* What is being asked:
Reproduce the listing word for word from its start up to and including the line with "[0,92,450,300]", leaving out any pictures.

** begin Records **

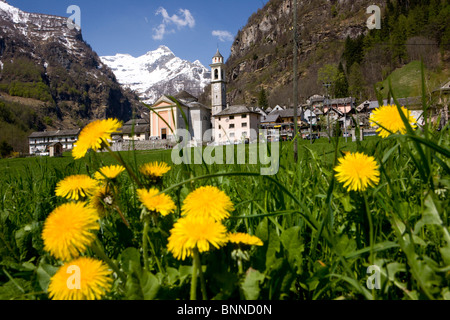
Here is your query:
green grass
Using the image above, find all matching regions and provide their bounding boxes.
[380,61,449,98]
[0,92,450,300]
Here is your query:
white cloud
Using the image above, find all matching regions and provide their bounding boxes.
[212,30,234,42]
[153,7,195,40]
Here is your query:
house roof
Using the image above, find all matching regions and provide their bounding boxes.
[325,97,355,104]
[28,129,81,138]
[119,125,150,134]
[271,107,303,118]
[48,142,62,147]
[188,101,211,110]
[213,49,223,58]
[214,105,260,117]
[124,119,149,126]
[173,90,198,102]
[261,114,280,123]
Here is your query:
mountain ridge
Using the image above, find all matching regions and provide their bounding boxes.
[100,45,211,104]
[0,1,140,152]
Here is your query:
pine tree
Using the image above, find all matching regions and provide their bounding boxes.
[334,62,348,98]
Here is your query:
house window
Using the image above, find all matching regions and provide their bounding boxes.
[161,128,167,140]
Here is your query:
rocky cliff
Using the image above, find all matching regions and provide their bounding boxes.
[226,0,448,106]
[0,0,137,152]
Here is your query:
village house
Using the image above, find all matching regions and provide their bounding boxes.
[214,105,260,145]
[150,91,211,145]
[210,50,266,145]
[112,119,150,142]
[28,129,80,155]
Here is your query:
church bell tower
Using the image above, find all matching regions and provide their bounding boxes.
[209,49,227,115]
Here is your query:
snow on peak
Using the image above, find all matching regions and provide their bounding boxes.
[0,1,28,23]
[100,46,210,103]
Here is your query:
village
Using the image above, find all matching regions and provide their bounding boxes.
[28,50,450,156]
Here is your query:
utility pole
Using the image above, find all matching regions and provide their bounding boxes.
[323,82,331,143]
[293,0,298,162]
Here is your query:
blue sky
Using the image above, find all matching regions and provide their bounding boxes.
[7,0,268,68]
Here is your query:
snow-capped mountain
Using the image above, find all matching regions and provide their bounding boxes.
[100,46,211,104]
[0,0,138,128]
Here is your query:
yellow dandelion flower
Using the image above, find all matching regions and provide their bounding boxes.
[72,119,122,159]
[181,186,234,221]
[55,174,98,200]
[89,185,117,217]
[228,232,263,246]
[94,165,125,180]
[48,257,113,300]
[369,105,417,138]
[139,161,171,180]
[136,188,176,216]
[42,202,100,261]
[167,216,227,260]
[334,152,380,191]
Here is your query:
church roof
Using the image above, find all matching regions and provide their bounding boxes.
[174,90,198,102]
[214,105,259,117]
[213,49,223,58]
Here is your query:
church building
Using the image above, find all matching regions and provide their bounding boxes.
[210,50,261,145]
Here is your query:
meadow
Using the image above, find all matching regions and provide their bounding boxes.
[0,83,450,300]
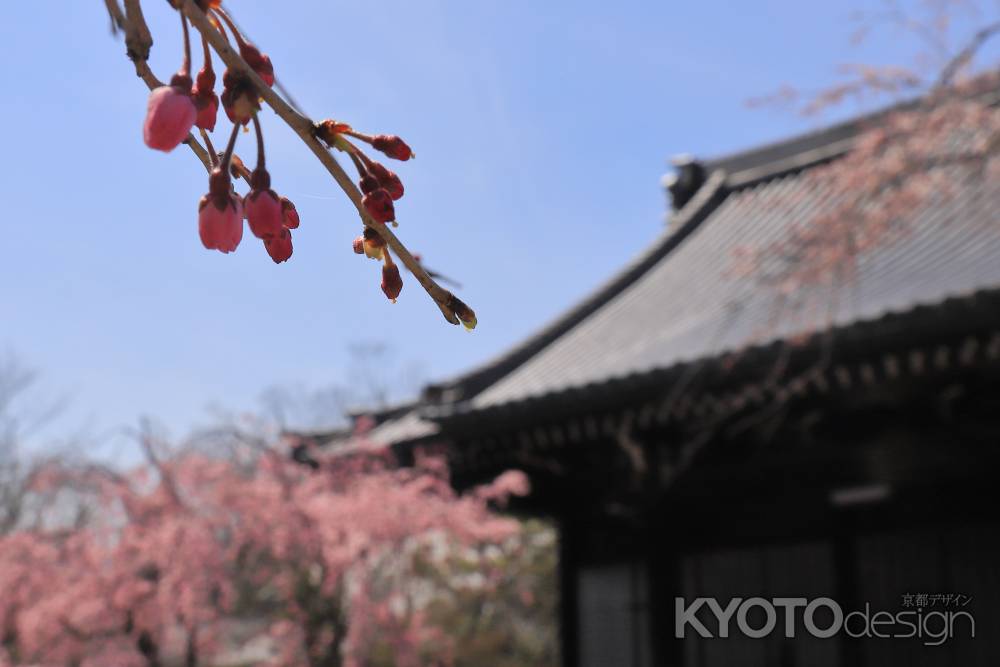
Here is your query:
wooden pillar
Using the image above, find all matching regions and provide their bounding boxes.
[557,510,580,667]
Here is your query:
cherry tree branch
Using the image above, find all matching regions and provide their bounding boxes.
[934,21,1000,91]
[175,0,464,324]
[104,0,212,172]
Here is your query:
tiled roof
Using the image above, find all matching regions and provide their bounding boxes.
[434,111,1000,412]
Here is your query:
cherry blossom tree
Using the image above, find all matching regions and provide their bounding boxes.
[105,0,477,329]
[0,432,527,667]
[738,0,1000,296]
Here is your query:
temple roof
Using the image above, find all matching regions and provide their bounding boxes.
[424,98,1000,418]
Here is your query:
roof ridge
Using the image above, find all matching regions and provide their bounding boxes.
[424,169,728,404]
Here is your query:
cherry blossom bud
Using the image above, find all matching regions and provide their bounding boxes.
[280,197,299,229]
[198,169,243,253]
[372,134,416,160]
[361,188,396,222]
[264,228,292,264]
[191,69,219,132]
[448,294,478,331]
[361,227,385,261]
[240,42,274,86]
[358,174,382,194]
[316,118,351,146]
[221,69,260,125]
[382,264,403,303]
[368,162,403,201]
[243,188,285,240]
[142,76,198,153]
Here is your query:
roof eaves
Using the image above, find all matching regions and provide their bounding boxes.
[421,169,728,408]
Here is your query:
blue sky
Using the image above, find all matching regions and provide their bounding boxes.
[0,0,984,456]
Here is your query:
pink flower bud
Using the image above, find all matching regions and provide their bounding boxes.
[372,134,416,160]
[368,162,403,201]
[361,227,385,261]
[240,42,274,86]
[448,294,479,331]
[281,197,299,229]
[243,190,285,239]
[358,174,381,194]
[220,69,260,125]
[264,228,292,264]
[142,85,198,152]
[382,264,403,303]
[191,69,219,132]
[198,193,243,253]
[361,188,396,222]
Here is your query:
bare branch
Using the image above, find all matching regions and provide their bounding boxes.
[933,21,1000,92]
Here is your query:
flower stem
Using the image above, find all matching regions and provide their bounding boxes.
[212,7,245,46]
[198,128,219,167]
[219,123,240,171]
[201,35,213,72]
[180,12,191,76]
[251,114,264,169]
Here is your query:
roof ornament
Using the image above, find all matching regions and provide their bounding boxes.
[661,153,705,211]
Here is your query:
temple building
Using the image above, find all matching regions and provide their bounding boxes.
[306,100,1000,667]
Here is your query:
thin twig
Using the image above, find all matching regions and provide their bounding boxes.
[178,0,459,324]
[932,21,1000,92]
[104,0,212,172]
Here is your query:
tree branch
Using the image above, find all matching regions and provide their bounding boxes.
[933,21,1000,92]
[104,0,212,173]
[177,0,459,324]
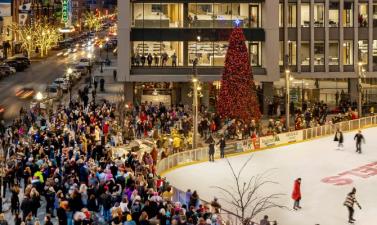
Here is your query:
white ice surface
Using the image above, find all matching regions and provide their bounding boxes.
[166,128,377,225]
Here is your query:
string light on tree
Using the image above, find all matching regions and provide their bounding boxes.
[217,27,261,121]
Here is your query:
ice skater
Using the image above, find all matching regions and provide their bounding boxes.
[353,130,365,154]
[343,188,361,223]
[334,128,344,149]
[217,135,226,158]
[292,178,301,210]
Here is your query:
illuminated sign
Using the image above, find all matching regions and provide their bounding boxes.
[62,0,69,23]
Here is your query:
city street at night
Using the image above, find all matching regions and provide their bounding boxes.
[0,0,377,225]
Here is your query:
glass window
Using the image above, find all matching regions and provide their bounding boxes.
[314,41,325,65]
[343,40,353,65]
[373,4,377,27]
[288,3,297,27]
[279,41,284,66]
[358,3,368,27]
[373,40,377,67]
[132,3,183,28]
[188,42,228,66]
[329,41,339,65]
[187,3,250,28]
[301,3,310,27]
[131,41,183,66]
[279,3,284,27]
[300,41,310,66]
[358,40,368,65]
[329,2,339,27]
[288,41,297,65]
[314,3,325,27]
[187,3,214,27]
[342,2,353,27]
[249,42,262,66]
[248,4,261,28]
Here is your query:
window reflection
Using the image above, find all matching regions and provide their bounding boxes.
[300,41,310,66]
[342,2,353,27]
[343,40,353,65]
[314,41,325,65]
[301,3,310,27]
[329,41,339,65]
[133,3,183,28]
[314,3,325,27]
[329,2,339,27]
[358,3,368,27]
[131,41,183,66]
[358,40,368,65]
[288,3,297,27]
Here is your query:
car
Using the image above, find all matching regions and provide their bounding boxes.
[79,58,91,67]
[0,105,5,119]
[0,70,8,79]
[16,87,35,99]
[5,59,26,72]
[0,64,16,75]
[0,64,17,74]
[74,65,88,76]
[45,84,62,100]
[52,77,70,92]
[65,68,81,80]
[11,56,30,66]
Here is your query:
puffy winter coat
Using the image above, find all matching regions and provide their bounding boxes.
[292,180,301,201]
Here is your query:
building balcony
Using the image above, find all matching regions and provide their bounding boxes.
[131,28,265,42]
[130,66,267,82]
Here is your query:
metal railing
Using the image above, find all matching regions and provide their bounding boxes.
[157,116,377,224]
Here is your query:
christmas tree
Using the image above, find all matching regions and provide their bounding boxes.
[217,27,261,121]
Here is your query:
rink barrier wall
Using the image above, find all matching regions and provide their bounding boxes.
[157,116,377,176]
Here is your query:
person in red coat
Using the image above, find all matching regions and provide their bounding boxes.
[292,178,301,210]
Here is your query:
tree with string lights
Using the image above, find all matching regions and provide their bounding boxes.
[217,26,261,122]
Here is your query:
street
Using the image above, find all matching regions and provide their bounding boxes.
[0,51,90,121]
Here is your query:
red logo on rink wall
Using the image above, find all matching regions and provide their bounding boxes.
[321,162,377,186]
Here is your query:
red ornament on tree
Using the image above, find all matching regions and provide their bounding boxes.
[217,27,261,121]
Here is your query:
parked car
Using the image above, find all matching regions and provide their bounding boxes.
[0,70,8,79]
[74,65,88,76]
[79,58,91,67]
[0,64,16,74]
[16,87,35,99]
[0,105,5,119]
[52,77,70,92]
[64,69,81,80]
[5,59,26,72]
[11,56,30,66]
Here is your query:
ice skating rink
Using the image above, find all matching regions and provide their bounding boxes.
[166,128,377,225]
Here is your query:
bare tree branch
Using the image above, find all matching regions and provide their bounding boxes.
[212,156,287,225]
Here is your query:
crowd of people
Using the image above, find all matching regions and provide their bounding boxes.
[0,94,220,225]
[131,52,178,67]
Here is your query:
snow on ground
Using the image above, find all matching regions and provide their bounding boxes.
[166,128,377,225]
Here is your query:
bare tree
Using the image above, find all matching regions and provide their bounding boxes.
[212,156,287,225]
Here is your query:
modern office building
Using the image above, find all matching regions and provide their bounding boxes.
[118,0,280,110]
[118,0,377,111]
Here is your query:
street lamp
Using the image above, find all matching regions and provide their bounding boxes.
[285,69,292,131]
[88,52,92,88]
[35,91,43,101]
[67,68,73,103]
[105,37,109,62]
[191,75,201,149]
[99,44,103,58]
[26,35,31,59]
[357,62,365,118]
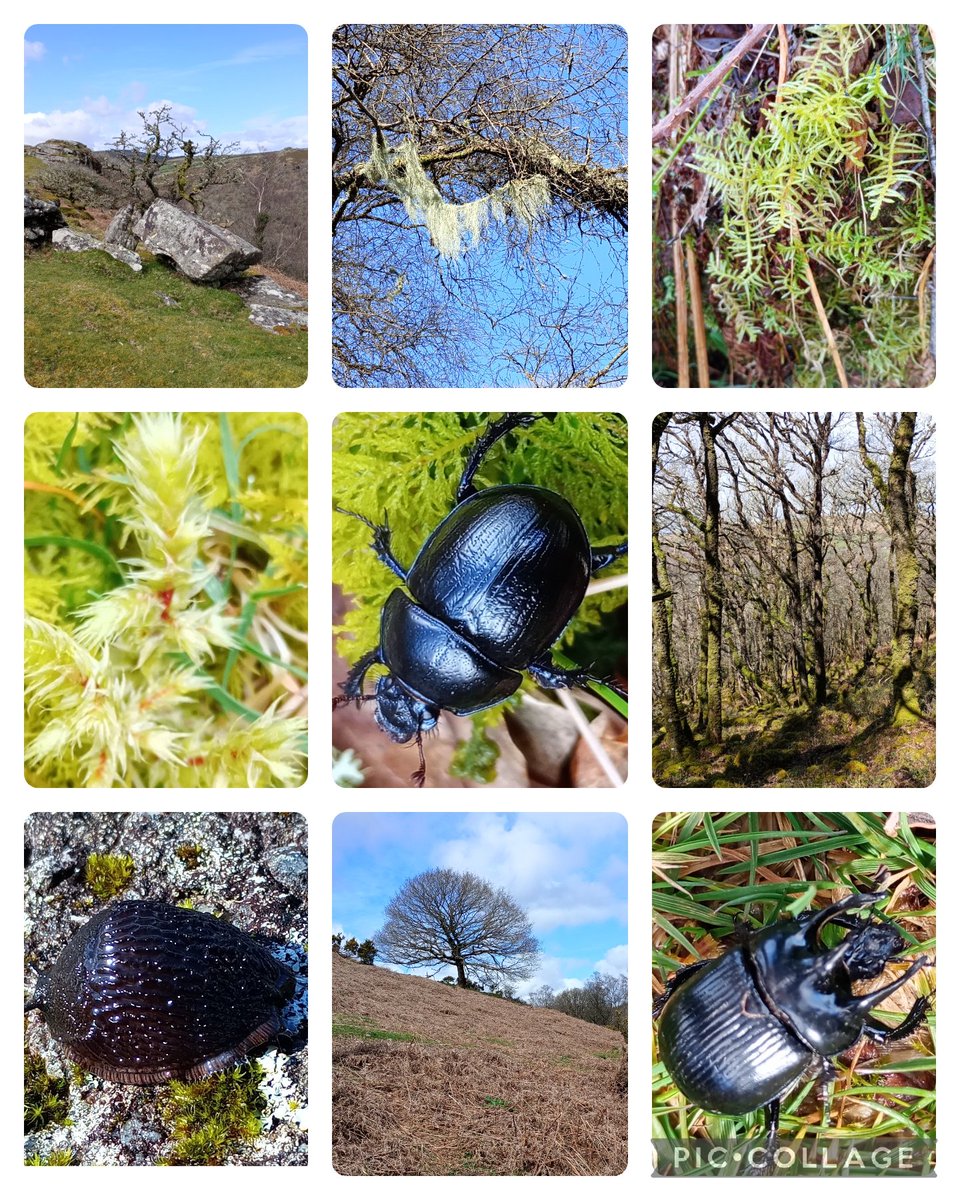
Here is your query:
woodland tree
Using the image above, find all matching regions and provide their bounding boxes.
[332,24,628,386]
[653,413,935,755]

** end Records **

* Expected answer:
Here is your query:
green grass
Using the image above, find all matching regions and provide their bounding boxes.
[380,61,449,98]
[0,92,450,300]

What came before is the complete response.